Stephen Joel Trachtenberg became GW President, replacing Lloyd Elliott. The School of Public and International Affairs was renamed the Elliott School of International Affairs.
Gelman Library bid farewell to its card catalog. The records of GW's library, and those of other Washington-area university libraries, were now available on a computer network named Aladin.
The undergraduate Honors Program started up, part of a growing drive for academic excellence.
The Virginia Campus opened in Loudoun County.
President Reagan visited GW on the tenth anniversary of his life-saving surgery at GW Hospital, received an honorary degree, and surprised millions by endorsing the Brady Bill for handgun control.
The men's basketball team made it to the NCAA "Sweet Sixteen" for the first time.
The University hosted the press activities for the inauguration of President Clinton. The Marvin Center held its own inaugural ball.
The University and the U.S. Environmental Protection Agency signed an agreement to make GW a model "Green University."
March: Court cases by local residents prevented the relocation of WETA to The George Washington University. WETA moved to new facilities in Arlington County.
November 11: GW's Svetlana Vtyurina scored her 2,933rd kill, a new all-time record in women's collegiate volleyball.
GW celebrated its 175th anniversary with a year of convocations, exhibits, reunions and special events.
GW named Donald R. Lehman Vice President for Academic Affairs.
Katie Koestner addressed date rape and alcohol at GW's first "Issues Awareness Night."
GW press releases became available on the World Wide Web.
GW hosted its second presidential inaugural ball.
The women's basketball team went to the "Elite Eight" in the NCAA--the first time for a GW team.
History met high-tech as GW opened its neo-classic residence hall.
GW and Mount Vernon College began an eighteen-month transition to "The George Washington University at Mount Vernon College."
GW dedicated the America's Gate at a ceremony honoring Trustee Emilio A. Fernandez.
The GW Libraries were accepted into the Association of Research Libraries.
GW made the Black Entertainment Magazine's list of top 50 colleges for African Americans.
Japanese firms gave $1 Million to help create a Japan-U.S. Relations Chair in GW's Elliott School of International Affairs.

The data »
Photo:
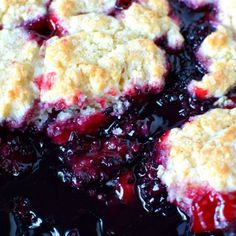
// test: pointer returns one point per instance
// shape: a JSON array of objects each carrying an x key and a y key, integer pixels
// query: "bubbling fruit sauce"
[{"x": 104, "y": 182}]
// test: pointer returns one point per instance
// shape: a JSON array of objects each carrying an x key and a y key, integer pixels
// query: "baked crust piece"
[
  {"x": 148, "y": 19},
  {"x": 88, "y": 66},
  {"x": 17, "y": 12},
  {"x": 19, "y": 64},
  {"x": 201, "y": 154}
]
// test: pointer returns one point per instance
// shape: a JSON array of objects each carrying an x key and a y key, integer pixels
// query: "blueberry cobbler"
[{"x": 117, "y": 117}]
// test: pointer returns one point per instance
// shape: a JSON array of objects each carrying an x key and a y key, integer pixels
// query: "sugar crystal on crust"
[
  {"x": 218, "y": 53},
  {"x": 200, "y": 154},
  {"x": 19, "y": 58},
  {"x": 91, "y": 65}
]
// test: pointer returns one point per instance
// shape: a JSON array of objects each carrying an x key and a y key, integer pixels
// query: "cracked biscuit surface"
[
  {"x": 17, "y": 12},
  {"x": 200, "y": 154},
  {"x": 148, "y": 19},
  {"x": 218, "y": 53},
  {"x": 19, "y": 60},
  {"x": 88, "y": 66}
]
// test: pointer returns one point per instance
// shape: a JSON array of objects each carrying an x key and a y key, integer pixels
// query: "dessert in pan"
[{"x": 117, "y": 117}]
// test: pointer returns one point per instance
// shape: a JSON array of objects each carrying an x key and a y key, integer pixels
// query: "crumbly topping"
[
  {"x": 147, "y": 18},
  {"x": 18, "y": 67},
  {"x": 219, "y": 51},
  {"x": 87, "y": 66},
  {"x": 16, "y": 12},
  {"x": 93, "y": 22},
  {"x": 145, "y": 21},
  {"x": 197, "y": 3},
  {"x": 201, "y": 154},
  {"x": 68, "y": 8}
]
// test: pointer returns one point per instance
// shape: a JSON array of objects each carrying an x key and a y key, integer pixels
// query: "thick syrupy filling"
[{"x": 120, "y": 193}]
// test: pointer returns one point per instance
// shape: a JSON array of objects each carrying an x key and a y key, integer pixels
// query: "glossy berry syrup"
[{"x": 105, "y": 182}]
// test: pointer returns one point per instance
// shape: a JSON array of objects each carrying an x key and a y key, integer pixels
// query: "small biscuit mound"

Explore the material »
1. Summarize the GW timeline in two sentences.
2. According to the GW timeline, why did WETA not relocate to The George Washington University?
3. Carry the GW timeline forward from its final entry with further entries in the same style.
The items have no connection to the GW timeline.

Task responses »
1. The GW timeline records leadership changes, academic initiatives, and campus developments at the university, including Stephen Joel Trachtenberg replacing Lloyd Elliott as president, the start of the Honors Program, and the opening of the Virginia Campus. It also notes athletic milestones such as NCAA tournament runs and a volleyball kill record, along with events like President Reagan's visit, two presidential inaugural balls, and the 175th anniversary celebration.

2. Court cases brought by local residents prevented the relocation. WETA moved to new facilities in Arlington County.

3.
GW bought the former Howard Johnsons.
GW earned full NCAA division I certification for GW athletics.
Talk show host Larry King endowed $1 Million to GW's School of Media and Public Affairs.
GW received a one million dollar bequest from alumna Mei Yuen Hoover to establish scholarships for disabled students.
GW's Columbian School of Arts and Sciences approved an undergraduate major in Women's Studies.
GW housed new National Transportation Safety Board (NTSB) Training Academy.
GW forms new Public Policy Institute.
GW Trustees expanded Honors Program to Mount Vernon Campus.
GW ceremony on September 5 honored Costa Rican President and broke ground for new International Affairs Building.
GW Y2K Group Panel Program looked at possible Y2K-related technology problems.
A Five-Year, Joint-Degree program was launched by GW's School of Media and Public Affairs and the Graduate School of Political Management.
GW hit the 20,000 applications mark.
GW announced the arrival of a new GW Data Center at the Virginia Campus with a grand opening and ribbon-cutting ceremony.
GW's Graduate School of Political Management joined the College of Professional Studies.
The GW Law School established a First-of-its-Kind research and education center to explore the role of creativity and innovation in economic development.
Dr. Steven Knapp was elected by the Board of Trustees as GW's 16th President. Formerly Provost and Senior Vice President for Academic Affairs of The Johns Hopkins University, President Knapp assumed office August 1, 2007. He succeeded GW President Stephen Joel Trachtenberg.
GW's endowment crossed the $1-Billion threshold.
GW received approval for its 20-Year Foggy Bottom Campus Plan.
June 2016, Dr. Knapp announced that he would resign and GW would have a new president in 2017.
Thomas J. LeBlanc was unanimously elected by The Board of Trustees of the George Washington University as the university's 17th President on January 6, 2017. Dr. LeBlanc began his service at the George Washington University on August 1, 2017.